### QUESTIONS
1. What does the Guitareo review give as the price of the yearly membership?
2. Pick up the Guitareo review where it stops and write the next part.

### PAGE EXCERPT
*** Block opens ***
Updated by Bobby
Updated on June 28th, 2022
Updated the Guitareo review to reflect a ton of recent changes and expansion to the program, including new content, new instructors and more.
Our Verdict and Review Summary
With recent updates and a dramatic increase in their content library, Guitareo is becoming a viable platform with a solid base of song lessons and a versatile cast of instructors.
I remember watching Nate Savage's instructional videos on YouTube quite a few years ago (he still has a lot) and finding them really helpful. For awhile he ran guitarlessons.com, which was acquired by Musora Media before eventually launching the Guitareo platform.
Since that program has been around for awhile now, I thought I'd dig into the seven-day free trial and check it out for myself, in order to run it through our ratings system and provide potential buyers with a full Guitareo review.
In this review I'll do a ratings breakdown first (which I setup after writing the entire article) then go through pricing, signup, and program's interior.
If you have questions, feel free to drop those in the comments section at the bottom of the page.
Point Value (weight)
1. Content Quantity
2. EDU Quality
2. Topical Order
3. Concept Coverage
4. Song Section
7. Video Player
8. Site Design/Navigation
Compare to Similar Programs
If you're looking for more help, information about other the recommendations mentioned above or other options, I've cataloged a lot of information about online guitar lesson resources I recommend that might be helpful to you.
Guitareo Pricing and Membership Options
Guitareo has reduced their monthly and yearly price, now offering two different subscriptions, which you can find at the bottom of their membership page:
You have basically two different subscription/pricing choices:
- A monthly membership: $15/month
- A yearly membership at $127/year
What about a free trial?
Guitareo does offer a free trial which can easily be accessed via the home page or on this dedicated free trial page: Choose Your Trial
From there, you'll setup a simple user account:
Once you click the green place order button, you're good to go. You'll be redirected to a new page that starts your Guitareo lesson experience.
Using the Program
Guitareo gives you several different ways to start browsing their content. The Method section is where most people will want to get started (gets you into beginner content right away). However, there's also a lessons, courses, and songs section, which makes it fairly easy to find your way around.
*** Block closes ***
### THE DATA
*** Block opens ***
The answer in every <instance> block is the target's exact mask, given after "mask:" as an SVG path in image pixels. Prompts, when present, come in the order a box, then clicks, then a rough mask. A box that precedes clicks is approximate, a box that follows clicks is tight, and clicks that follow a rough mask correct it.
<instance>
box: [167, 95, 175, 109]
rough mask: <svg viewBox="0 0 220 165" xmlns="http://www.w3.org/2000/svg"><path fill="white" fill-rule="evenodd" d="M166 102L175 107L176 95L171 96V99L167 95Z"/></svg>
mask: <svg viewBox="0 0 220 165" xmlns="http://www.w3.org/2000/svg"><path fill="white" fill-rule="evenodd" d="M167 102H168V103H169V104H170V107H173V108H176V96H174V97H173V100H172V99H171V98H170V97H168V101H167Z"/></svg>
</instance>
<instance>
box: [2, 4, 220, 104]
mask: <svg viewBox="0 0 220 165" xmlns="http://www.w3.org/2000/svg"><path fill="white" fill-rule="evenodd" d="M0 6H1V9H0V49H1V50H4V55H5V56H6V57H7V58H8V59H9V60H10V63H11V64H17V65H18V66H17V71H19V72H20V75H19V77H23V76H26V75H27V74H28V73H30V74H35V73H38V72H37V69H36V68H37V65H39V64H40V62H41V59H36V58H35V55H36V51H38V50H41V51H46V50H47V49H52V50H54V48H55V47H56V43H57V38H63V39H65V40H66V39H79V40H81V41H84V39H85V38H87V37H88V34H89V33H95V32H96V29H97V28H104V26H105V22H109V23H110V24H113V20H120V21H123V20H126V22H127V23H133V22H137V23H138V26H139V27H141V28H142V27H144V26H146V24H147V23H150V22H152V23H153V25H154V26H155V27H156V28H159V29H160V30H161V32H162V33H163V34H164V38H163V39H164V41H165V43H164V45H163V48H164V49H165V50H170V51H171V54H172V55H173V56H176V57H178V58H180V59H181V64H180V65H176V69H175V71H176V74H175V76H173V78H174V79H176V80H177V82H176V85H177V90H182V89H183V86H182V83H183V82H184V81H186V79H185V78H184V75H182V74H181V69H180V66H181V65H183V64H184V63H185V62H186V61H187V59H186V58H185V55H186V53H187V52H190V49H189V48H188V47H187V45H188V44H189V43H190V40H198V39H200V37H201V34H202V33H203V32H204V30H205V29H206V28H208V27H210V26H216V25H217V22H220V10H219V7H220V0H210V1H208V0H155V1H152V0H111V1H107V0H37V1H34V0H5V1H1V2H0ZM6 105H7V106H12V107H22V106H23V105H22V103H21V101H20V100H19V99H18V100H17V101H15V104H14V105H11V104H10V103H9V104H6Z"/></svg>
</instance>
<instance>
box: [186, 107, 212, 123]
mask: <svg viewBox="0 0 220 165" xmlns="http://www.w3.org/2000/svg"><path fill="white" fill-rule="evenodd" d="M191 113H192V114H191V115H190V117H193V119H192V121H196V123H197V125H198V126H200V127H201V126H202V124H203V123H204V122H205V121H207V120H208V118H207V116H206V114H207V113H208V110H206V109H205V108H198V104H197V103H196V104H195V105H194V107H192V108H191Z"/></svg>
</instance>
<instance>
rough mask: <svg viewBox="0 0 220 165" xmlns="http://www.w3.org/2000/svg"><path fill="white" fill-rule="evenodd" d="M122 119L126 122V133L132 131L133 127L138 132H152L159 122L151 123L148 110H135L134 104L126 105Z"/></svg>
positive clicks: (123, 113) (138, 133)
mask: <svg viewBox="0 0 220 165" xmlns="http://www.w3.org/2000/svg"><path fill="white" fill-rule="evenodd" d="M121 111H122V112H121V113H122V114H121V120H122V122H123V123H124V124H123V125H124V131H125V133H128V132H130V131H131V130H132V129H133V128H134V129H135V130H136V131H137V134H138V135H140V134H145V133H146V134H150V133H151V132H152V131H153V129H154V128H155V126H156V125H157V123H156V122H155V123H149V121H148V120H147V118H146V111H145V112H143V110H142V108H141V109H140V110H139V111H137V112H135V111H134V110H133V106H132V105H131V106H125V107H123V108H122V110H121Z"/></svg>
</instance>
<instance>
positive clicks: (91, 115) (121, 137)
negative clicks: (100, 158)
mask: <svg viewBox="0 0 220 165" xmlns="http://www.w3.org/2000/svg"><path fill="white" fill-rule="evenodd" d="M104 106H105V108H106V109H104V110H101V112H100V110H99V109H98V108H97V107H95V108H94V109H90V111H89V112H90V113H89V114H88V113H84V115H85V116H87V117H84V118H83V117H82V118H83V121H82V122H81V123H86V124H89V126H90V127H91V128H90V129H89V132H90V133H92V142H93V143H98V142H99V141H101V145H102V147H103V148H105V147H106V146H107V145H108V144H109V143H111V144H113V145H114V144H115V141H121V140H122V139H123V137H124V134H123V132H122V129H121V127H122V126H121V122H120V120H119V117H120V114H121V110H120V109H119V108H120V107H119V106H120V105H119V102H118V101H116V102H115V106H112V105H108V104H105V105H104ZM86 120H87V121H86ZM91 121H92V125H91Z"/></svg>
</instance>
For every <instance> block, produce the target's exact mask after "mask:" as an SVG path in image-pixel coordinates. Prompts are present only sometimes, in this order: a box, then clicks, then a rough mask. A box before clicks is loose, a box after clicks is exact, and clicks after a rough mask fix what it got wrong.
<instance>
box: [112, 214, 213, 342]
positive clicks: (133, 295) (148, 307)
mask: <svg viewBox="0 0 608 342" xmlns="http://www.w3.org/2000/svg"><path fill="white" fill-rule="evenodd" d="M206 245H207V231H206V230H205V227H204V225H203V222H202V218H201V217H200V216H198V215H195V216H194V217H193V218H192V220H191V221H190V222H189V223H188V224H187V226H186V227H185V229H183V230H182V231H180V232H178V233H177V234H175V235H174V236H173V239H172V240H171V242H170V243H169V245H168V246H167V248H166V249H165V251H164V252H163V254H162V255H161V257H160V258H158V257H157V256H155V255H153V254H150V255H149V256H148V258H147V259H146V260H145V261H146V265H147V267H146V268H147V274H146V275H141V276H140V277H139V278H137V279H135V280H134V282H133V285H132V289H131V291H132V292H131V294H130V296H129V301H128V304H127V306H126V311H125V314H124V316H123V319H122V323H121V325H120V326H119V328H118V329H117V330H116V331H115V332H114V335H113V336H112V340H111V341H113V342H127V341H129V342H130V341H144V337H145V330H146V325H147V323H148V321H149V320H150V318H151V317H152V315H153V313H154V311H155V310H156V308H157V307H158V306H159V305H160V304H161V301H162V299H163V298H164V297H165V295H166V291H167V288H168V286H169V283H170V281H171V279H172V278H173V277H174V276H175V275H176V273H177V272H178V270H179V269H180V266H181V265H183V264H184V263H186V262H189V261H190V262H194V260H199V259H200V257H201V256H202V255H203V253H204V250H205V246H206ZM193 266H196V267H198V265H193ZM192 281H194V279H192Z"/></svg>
*** Block closes ***
### REPLIES
1. $127 per year.

2.
The home dashboard and welcome screen for each lesson video has been completely redone and - as I mentioned - is incredibly easy to navigate. On a desktop computer, all of your parent categories are on the left-hand side, with the three major options (methods, songs, and coaches), prominently featured out front.
All of this keeps you much closer to the content core, allowing you to get where you needs to go in two to three clicks, at most.
The courses section has also been revamped with more content in each course, usually between five and 15 videos per course. These can be filtered by level, topic, or instructor.
While there's still some gray area in terms of where to go or what would apply to you most, the Method section alleviates most of the beginner "fog of war" that you might experience after logging in.
The courses section itself is great for browsing around to different topics after you've gotten through the core material in the Method section.
In this regard, Guitareo actually makes a good pitch as an intermediate guitar lesson tool.
Given the filters and sorting tools, you can't really complain about finding your way around. Overall, the courses page has gone through some major improvements, considering what we're used to seeing.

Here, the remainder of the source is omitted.